Texto de estudio.
Ese pareciera ser el argumento de Trainspotting, película basada en la novela homónima de Irvine Welsh, que se estrenó en 1996. Sin embargo, hoy, veinte años después, entendemos que es mucho más que eso. Considerada en la actualidad una película de culto, el film trazó, al igual que la novela, un camino vertiginoso que la consagró rápidamente.
Pese a su incorrección política y moral, se convirtió en un éxito de taquilla y en el lema de una generación que se identificó rápidamente con esa realidad cruda de jóvenes sin aspiraciones, sin conciencia de futuro, sin arraigo y sobre todo, con un profundo desprecio hacia la sociedad y hacia sí mismos.
El título “trainspotting” es una trampa de Welsh, ya que hace referencia a un pasaje de la novela en el que Mark y Begbie conocen en una estación de ferrocarril abandonada a un borracho que les pregunta si están haciendo “trainspotting”. Ese término anglosajón se utiliza para referirse a la afición de ver pasar el ferrocarril, muy popular en Reino Unido. La imagen es muy elocuente: los jóvenes, al igual que el borracho, son abandonados sociales que ven la vida pasar. Pero por otra parte, en el argot escocés que domina el tono tanto de la novela como de la película, el término trainspotting significa “buscar una vena para inyectarse droga”.
Boyle, uno de los por entonces jóvenes prodigio del cine inglés, cogió la novela y la trasladó al cine con maestría. La técnica visual del film (plagada de travellings, planos inclinados, decorados kitsch e iluminación psicodélica) busca mantener la estética que ya aparecía en el libro.
El New York Times dijo en el momento de su estreno: “La irreverencia visual de Trainspotting mimetiza ese subidón de drogas y ofrece su propio chute potente”. En efecto, la película ofrecía, junto a otras de la misma temática que aparecerían luego (Velvet Goldmine, 1998; Réquiem por un sueño, 2001; Monster Party, 2003) una nueva forma de ver cine, pero sobre todo, una nueva manera de hacer cine.

Entradas de datos recopiladas

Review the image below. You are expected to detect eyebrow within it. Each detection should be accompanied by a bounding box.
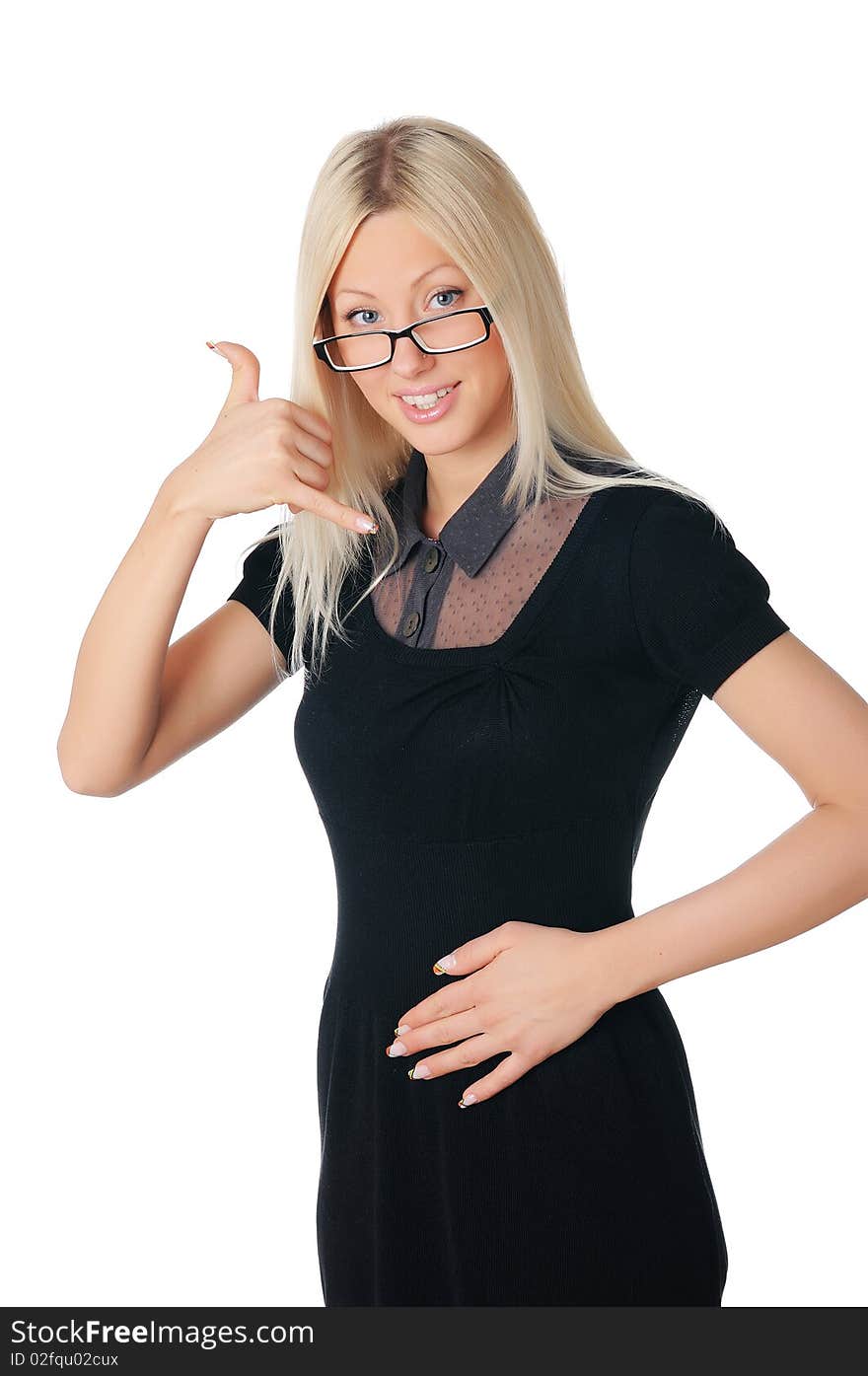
[334,262,460,300]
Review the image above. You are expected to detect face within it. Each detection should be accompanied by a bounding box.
[328,210,513,457]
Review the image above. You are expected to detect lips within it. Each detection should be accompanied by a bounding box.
[394,383,458,398]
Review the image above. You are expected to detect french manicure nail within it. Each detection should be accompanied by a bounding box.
[431,955,456,975]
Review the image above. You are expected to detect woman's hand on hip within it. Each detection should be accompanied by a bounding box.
[387,922,617,1108]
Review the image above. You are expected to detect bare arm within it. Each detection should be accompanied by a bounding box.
[58,483,279,797]
[58,341,376,797]
[597,631,868,1002]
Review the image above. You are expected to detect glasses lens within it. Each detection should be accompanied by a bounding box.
[326,330,390,367]
[412,311,485,351]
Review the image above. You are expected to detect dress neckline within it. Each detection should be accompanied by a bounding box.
[359,487,613,669]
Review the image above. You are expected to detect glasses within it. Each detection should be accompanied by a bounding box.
[314,306,494,373]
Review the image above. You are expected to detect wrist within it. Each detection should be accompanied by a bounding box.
[154,464,215,531]
[585,917,642,1009]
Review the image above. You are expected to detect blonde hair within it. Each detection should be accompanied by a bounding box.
[252,115,719,675]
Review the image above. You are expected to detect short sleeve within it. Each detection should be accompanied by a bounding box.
[226,526,294,663]
[628,490,790,697]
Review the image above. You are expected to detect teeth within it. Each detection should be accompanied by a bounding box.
[401,387,453,411]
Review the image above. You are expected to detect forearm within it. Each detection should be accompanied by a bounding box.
[596,804,868,1003]
[58,474,210,794]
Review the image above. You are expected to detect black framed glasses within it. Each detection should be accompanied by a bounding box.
[314,306,494,373]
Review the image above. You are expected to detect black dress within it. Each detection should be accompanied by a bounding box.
[230,452,788,1306]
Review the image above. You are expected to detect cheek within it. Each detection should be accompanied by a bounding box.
[351,369,390,415]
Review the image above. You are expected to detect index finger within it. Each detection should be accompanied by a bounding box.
[290,481,380,536]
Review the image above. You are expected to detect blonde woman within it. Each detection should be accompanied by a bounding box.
[59,117,868,1306]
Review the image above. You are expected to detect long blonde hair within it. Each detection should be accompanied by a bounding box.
[252,115,719,675]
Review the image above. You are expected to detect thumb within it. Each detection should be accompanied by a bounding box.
[208,340,258,410]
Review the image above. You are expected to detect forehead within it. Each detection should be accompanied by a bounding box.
[330,210,460,296]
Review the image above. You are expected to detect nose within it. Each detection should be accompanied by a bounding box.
[392,335,436,377]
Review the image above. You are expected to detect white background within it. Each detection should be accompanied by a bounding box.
[0,0,868,1306]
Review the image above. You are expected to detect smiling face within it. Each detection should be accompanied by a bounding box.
[328,210,515,459]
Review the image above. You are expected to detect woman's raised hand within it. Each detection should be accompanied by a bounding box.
[170,340,377,534]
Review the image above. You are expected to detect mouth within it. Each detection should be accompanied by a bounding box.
[395,383,461,411]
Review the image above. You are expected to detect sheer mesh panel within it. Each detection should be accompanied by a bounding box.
[370,495,589,649]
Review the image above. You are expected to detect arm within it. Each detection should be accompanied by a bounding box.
[58,477,279,797]
[594,633,868,1003]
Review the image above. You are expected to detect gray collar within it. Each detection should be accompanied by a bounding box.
[390,445,519,578]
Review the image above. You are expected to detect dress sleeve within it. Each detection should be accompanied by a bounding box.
[226,526,294,663]
[630,490,790,697]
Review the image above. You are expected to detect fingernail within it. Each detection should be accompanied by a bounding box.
[431,955,456,975]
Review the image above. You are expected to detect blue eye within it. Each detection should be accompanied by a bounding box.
[341,286,464,327]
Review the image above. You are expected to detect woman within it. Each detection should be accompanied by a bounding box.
[59,118,868,1306]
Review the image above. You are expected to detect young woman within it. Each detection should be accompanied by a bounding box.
[59,118,868,1306]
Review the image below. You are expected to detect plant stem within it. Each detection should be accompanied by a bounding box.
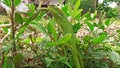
[11,0,16,52]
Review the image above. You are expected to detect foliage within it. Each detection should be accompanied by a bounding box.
[0,0,120,68]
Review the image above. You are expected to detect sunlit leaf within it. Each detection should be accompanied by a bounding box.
[93,33,107,44]
[15,13,23,24]
[14,0,21,6]
[4,0,12,7]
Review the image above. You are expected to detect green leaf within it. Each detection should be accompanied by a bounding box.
[16,10,41,39]
[2,27,8,34]
[27,10,41,22]
[85,21,94,31]
[73,0,81,13]
[105,18,110,26]
[45,57,53,67]
[93,33,107,44]
[108,51,120,64]
[57,34,71,45]
[14,0,21,6]
[73,9,83,18]
[15,13,23,24]
[47,22,57,41]
[73,23,82,33]
[4,0,12,7]
[31,22,46,33]
[14,54,24,64]
[3,57,15,68]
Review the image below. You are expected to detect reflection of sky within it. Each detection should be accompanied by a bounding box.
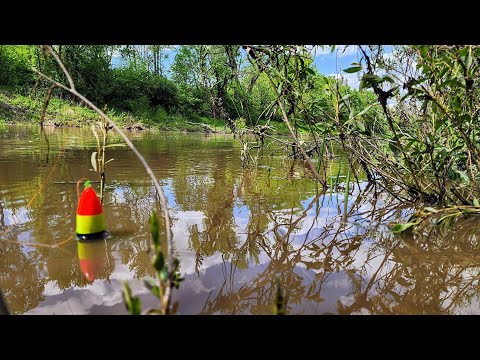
[5,127,479,314]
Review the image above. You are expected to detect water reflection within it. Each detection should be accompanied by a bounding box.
[77,239,111,282]
[0,127,480,314]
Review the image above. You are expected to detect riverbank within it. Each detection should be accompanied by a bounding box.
[0,89,288,134]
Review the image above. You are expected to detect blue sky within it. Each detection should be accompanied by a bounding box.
[112,45,392,88]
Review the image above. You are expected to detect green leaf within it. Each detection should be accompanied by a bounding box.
[465,46,472,70]
[153,251,165,271]
[343,66,362,74]
[159,268,168,282]
[90,151,97,171]
[390,223,416,234]
[355,105,372,117]
[355,120,365,132]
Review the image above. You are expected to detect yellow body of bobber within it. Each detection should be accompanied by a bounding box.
[77,240,106,281]
[76,183,106,239]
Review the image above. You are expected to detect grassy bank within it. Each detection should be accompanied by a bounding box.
[0,88,287,134]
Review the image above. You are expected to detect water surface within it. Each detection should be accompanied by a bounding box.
[0,125,480,314]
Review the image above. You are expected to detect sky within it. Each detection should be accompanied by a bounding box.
[113,45,392,88]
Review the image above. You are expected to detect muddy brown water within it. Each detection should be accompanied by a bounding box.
[0,125,480,314]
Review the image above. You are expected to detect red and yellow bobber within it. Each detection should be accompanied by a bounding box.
[76,181,106,240]
[77,240,106,282]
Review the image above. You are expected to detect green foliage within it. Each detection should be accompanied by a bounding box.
[273,280,288,315]
[123,212,183,315]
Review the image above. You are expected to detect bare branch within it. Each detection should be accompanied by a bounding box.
[34,45,174,313]
[42,45,75,90]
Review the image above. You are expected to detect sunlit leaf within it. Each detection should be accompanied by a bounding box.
[390,223,416,233]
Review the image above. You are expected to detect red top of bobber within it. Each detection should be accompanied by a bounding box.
[77,185,103,215]
[80,259,102,281]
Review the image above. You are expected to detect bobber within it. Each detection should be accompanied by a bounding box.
[76,181,106,240]
[77,240,106,282]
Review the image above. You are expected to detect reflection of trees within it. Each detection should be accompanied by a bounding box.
[202,184,480,314]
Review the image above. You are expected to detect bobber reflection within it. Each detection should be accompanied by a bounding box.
[77,239,107,282]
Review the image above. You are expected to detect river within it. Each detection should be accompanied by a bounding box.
[0,125,480,314]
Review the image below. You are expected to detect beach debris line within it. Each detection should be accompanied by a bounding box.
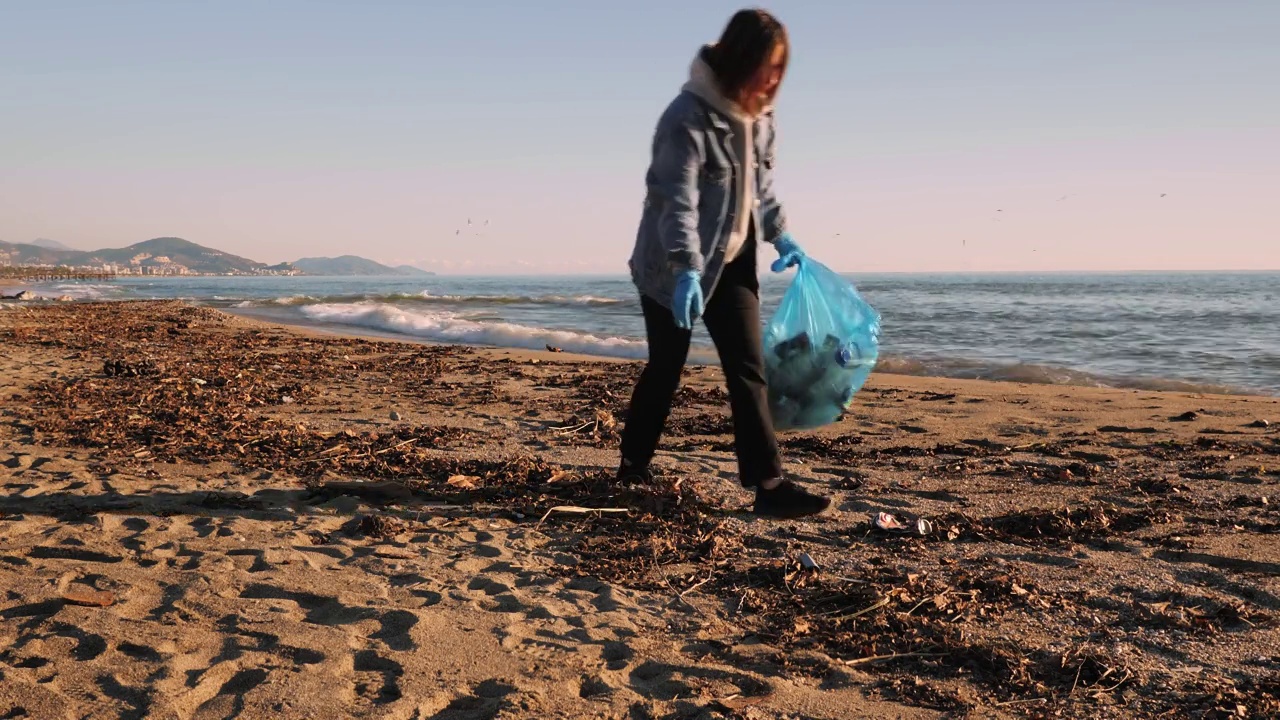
[10,304,1280,717]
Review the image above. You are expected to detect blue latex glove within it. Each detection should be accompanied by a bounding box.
[671,270,704,331]
[773,232,805,273]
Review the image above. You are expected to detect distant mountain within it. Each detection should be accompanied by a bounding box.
[293,255,434,277]
[0,237,288,274]
[31,237,76,252]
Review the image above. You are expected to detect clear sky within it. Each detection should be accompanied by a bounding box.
[0,0,1280,273]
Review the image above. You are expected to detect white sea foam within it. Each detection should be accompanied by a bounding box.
[298,302,649,359]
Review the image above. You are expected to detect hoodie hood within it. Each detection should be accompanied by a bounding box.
[684,45,751,123]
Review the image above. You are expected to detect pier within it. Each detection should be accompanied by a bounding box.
[0,265,115,283]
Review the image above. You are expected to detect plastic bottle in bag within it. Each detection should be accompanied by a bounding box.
[764,258,879,430]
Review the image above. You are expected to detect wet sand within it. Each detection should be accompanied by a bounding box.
[0,302,1280,719]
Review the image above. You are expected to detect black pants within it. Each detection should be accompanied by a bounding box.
[622,242,782,487]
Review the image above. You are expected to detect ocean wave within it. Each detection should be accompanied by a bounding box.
[300,302,665,360]
[239,291,627,307]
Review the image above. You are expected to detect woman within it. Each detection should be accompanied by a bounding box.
[618,10,831,518]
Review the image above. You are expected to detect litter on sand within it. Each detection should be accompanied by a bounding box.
[872,512,933,537]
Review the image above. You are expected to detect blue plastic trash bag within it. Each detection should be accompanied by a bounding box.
[764,258,881,430]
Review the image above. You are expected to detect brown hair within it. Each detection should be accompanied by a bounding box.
[704,9,791,97]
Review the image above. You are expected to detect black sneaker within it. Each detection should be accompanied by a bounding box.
[617,461,653,486]
[751,480,831,520]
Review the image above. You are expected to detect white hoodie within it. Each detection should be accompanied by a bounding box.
[685,51,755,264]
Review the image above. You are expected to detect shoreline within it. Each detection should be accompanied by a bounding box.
[0,297,1280,397]
[0,301,1280,720]
[215,302,1280,397]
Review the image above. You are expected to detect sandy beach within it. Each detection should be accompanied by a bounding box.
[0,302,1280,720]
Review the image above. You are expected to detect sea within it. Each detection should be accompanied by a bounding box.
[0,272,1280,396]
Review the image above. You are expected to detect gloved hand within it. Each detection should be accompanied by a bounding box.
[773,232,805,273]
[671,270,704,331]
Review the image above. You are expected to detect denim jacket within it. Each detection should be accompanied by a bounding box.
[631,70,786,307]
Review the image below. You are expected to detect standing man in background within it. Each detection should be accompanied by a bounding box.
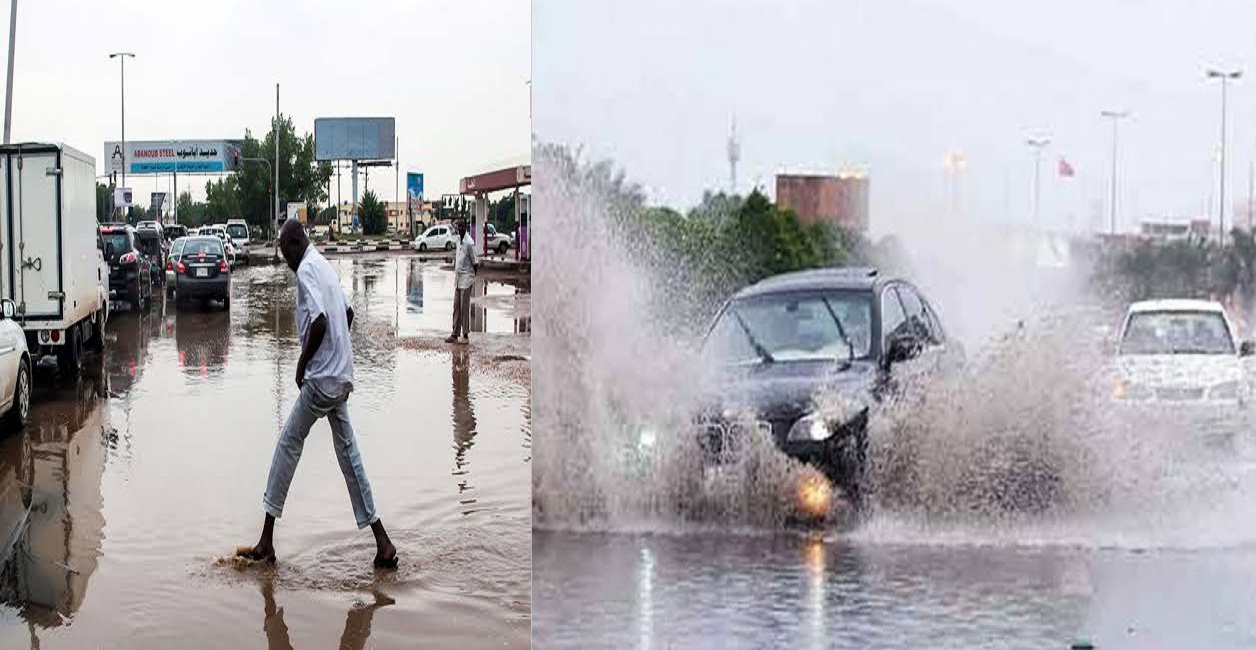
[445,220,480,345]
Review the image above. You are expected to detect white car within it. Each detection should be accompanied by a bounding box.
[1113,300,1256,406]
[409,226,458,252]
[0,299,33,429]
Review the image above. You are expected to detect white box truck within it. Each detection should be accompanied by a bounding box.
[0,143,108,374]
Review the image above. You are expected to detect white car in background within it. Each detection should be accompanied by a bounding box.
[0,299,33,430]
[409,226,458,252]
[1113,300,1256,418]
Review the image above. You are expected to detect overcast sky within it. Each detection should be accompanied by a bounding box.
[533,0,1256,230]
[0,0,531,205]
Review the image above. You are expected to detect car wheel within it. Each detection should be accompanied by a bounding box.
[4,359,30,430]
[57,325,83,378]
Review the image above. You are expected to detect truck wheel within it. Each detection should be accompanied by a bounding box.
[4,359,30,430]
[92,314,104,353]
[57,325,83,378]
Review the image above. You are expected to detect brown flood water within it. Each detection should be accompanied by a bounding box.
[0,256,531,649]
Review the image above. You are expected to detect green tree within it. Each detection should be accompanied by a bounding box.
[235,115,332,240]
[358,189,388,235]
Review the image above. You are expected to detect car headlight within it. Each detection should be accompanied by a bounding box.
[786,415,833,442]
[1208,381,1238,399]
[1112,379,1156,399]
[637,427,658,452]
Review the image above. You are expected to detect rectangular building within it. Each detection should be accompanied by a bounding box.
[776,173,868,232]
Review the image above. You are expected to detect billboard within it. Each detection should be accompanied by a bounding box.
[104,141,240,174]
[406,172,423,215]
[314,118,397,161]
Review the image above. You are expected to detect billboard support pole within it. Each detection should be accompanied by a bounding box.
[349,161,360,234]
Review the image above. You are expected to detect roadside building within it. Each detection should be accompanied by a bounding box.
[776,173,868,232]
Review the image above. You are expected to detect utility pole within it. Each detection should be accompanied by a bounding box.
[1205,70,1243,246]
[1099,110,1129,235]
[109,51,136,217]
[1025,137,1051,230]
[4,0,18,144]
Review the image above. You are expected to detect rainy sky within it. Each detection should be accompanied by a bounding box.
[0,0,531,205]
[533,0,1256,237]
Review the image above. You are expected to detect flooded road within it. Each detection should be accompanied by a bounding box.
[0,256,531,649]
[533,532,1256,649]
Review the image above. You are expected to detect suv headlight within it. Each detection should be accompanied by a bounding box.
[786,414,833,442]
[1112,379,1156,399]
[1208,381,1238,399]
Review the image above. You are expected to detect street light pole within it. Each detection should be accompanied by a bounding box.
[1099,110,1129,235]
[1025,138,1051,228]
[109,51,136,220]
[1206,70,1243,245]
[4,0,18,144]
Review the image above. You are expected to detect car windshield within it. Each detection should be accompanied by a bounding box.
[102,231,131,255]
[702,291,872,364]
[183,238,222,255]
[1120,311,1235,354]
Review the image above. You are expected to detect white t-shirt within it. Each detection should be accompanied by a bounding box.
[296,246,353,398]
[453,232,480,289]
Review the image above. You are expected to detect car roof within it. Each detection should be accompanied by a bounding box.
[1129,299,1226,314]
[732,266,892,300]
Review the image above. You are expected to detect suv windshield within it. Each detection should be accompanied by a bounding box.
[102,231,131,255]
[183,237,222,256]
[702,291,872,364]
[1120,311,1235,354]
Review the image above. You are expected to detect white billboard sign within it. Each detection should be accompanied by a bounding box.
[104,141,240,174]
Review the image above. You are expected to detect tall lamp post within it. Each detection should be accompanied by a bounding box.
[1205,70,1243,245]
[1025,137,1051,228]
[1099,110,1129,235]
[109,51,136,220]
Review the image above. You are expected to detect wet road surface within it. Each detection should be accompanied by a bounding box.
[0,256,531,649]
[533,532,1256,649]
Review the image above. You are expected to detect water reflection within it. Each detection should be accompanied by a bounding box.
[0,376,109,639]
[450,348,476,514]
[260,573,397,650]
[175,310,231,378]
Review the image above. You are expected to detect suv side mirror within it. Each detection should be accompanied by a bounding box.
[885,334,922,366]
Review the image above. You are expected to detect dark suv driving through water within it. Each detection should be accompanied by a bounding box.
[698,269,962,506]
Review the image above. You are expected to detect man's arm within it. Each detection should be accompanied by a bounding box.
[296,314,327,386]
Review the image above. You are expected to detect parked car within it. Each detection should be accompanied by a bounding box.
[484,223,515,255]
[175,235,231,309]
[226,218,252,264]
[638,269,963,517]
[100,223,153,311]
[165,223,187,241]
[0,299,33,430]
[409,226,458,252]
[165,237,187,296]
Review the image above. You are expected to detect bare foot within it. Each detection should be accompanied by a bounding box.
[374,542,397,568]
[236,543,275,565]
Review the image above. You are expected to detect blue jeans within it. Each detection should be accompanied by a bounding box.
[261,381,379,528]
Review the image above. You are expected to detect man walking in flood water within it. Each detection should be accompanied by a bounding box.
[239,218,397,568]
[445,221,480,345]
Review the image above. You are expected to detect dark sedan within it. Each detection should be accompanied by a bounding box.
[698,269,958,516]
[175,236,231,307]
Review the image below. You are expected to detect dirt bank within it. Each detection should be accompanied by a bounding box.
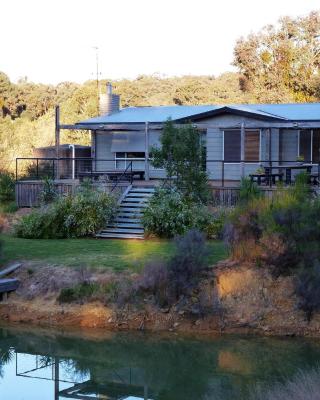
[0,262,320,336]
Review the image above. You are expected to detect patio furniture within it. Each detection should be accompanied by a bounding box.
[278,164,312,185]
[79,170,144,181]
[249,167,283,186]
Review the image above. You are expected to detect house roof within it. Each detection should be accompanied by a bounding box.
[78,103,320,125]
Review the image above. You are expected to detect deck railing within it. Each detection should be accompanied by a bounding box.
[16,157,320,187]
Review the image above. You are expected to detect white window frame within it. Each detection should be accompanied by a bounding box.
[222,128,262,165]
[297,129,317,165]
[114,151,146,169]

Tarea asignada. Escribe la continuación del texto sobre la película Trainspotting, a partir de su última oración.

Respuesta del ejercicio.
El tema principal no es la droga (como creen algunos) sino el retrato de una generación que reniega de su país (“es una porquería ser escocés, dice el protagonista en una recordada escena, somos la más patética y despreciable basura”) y también de su época: el comienzo de una década marcada por la desesperanza, el descreimiento, la pandemia del VIH, el simulacro de la televisión y el consumismo capitalista.
No obstante, la historia está atravesada por un dejo de fe que aparece desde el principio. El “Elige la vida” con el que comienza el film, acompañado de los acordes de Lust for Life, de Iggy Pop, se convirtió en el cántico de una generación que no encontraba su lugar.
La semana pasada se estrenó en Madrid Trainspotting 2, donde se puede ver a los mismos personajes exactamente veinte años después. La secuela no ha tenido el éxito que tuvo la primera entrega y la crítica la ha tachado de nostálgica. Es comprensible. Hasta el propio Boyle lo afirma en tono manriqueño: “Todo era mejor cuando éramos jóvenes. Ahora lo único que nos queda es más dinero y sabiduría”.